[Collected data]
========================================
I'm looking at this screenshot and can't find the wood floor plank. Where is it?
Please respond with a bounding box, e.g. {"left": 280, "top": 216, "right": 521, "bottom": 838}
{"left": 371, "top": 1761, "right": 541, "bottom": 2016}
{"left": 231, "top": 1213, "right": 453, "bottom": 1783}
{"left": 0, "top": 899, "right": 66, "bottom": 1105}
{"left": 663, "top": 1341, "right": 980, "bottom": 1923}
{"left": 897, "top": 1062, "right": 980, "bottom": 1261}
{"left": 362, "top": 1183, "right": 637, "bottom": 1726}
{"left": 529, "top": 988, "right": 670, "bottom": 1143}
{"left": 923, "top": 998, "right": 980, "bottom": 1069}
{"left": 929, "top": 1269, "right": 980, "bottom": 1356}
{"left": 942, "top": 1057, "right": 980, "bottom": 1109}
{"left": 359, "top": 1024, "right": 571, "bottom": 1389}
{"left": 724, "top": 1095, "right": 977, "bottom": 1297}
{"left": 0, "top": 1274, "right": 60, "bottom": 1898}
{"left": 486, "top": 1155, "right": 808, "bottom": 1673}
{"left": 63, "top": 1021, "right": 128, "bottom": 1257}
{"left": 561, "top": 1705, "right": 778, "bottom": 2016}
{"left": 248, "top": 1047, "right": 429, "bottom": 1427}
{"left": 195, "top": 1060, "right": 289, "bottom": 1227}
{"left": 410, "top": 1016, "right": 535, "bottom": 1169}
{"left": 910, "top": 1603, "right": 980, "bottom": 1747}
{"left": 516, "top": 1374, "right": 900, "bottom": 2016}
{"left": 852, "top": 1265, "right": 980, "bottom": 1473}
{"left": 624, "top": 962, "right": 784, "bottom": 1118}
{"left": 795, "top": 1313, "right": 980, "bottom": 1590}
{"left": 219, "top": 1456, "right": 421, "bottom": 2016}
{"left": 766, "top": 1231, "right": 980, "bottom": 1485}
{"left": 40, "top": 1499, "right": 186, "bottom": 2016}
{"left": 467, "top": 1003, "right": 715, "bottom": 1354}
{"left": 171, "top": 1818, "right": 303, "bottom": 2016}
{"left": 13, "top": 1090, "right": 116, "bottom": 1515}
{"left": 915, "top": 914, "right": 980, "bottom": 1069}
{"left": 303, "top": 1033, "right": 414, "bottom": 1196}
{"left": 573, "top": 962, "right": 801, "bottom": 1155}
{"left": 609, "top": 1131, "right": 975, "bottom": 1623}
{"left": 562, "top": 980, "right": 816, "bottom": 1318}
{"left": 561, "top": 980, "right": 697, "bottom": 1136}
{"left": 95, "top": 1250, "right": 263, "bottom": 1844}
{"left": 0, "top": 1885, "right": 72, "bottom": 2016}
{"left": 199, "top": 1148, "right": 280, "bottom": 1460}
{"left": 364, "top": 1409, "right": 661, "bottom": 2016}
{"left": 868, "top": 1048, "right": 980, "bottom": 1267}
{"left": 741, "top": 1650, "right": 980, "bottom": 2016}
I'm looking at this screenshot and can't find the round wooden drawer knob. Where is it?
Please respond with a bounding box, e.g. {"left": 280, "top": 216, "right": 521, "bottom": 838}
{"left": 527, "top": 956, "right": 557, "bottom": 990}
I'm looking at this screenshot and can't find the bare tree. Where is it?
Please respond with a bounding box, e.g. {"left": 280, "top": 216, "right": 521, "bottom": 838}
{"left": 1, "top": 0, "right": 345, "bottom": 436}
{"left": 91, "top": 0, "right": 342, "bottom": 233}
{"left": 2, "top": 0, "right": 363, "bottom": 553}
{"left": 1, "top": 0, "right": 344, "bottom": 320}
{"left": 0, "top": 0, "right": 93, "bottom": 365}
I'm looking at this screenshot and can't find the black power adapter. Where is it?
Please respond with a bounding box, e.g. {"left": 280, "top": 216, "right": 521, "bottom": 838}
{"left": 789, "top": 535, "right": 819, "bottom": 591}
========================================
For each line in the data that contains the string "looking", give a copy of that line.

Written solution
I'm looking at this screenshot and can't find the wood floor plank. Where is it?
I'm looking at this screenshot and can't find the round wooden drawer knob. Where is it?
I'm looking at this screenshot and can't find the bare tree. Where is it?
I'm looking at this screenshot and can't find the black power adapter. Where is it?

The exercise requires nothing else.